Extrait du document:
- - - -

Contexte de l'affaire
L’affaire concerne un salarié engagé le 30/10/2003 en qualité de responsable division fonctionnel et applicatifs.
Il est licencié pour faute grave, après une mise à pied disciplinaire pour avoir dénigré sa supérieure hiérarchique dans un courriel adressé à un collègue.
Précisons que ce mail a été adressé en dehors des heures du travail, via la messagerie personnelle du salarié à un collègue de travail (sur sa messagerie personnelle également).
Le salarié saisit le Conseil des prud’hommes, estimant que le licenciement pour faute grave a été motivé pour un fait relevant de la sphère privée.
Dans un premier temps, la Cour d’appel déboute le salarié de sa demande et confirme le licenciement.
Les juges de la Cour de Cassation ne sont pas du même avis.
Ils cassent et annulent le jugement et renvoient les 2 parties devant une nouvelle Cour d’appel.
Extrait du jugement :
Qu'en statuant comme elle l'a fait, alors que l'envoi du courriel litigieux par le salarié, de sa messagerie personnelle et en dehors du temps et du lieu de travail, à l'adresse électronique personnelle d'un collègue de travail, ce qui conférait à ce message un caractère purement privé, ne constituait pas un manquement à son obligation de loyauté envers son employeur, la cour d'appel a violé les textes susvisés ;
PAR CES MOTIFS :
CASSE ET ANNULE (…) l'arrêt rendu le 9 septembre 2010, entre les parties, par la cour d'appel de Paris ; remet, en conséquence, sur les autres points, la cause et les parties dans l'état où elles se trouvaient avant ledit arrêt et, pour être fait droit, les renvoie devant la cour d'appel de Paris, autrement composée ;
Commentaire de LégiSocial
Ce n’est pas la première fois que la Cour de cassation se penche sur les mails échangés par des salariés et qui motivent parfois la rupture du contrat de travail pour faute.

- - - -

Données enregistrées:
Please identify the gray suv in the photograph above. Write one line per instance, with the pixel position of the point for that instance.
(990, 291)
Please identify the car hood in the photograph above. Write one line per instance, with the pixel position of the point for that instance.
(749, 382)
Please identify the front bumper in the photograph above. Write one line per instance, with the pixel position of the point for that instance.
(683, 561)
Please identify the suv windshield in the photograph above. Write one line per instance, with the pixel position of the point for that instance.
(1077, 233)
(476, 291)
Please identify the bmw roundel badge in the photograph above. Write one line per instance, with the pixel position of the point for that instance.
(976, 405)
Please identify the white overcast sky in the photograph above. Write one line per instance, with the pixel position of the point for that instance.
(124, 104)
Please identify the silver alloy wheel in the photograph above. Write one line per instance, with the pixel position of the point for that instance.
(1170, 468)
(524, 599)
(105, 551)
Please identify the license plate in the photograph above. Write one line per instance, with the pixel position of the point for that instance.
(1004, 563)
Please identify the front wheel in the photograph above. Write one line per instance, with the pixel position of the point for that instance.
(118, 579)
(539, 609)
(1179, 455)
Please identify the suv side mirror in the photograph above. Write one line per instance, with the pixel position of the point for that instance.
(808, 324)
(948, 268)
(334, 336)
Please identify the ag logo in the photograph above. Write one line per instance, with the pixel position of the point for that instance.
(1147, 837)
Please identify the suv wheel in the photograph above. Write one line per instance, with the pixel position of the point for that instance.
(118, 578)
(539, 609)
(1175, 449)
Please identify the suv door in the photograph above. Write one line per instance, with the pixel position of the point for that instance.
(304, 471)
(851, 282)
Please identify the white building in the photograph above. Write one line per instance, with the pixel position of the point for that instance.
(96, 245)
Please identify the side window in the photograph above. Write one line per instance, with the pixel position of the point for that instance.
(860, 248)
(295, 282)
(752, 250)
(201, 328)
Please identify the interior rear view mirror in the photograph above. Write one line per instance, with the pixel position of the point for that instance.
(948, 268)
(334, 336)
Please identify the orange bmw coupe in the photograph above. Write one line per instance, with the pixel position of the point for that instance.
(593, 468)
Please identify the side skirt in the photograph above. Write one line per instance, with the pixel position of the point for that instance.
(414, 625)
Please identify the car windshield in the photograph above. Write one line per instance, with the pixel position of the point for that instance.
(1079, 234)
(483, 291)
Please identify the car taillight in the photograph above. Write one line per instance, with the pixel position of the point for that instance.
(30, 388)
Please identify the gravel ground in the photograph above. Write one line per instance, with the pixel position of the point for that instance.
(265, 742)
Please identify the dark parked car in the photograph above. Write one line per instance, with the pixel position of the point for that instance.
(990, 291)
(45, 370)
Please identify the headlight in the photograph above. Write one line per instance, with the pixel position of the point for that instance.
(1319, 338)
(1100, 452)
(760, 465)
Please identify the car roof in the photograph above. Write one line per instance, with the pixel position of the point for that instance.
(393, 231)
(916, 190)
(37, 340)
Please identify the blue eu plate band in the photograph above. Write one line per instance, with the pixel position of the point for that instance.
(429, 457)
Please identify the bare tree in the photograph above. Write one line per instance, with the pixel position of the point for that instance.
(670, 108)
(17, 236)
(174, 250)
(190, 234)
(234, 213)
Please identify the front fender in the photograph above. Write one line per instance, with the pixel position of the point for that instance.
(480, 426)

- - - -

Travail à faire:
Dressez la liste de toutes les juridictions mentionnées dans l'extrait du document. Appuyez-vous uniquement sur l'extrait du document.

Réponse:
Conseil des prud'hommes
Cour d'appel de Paris
Cour de cassation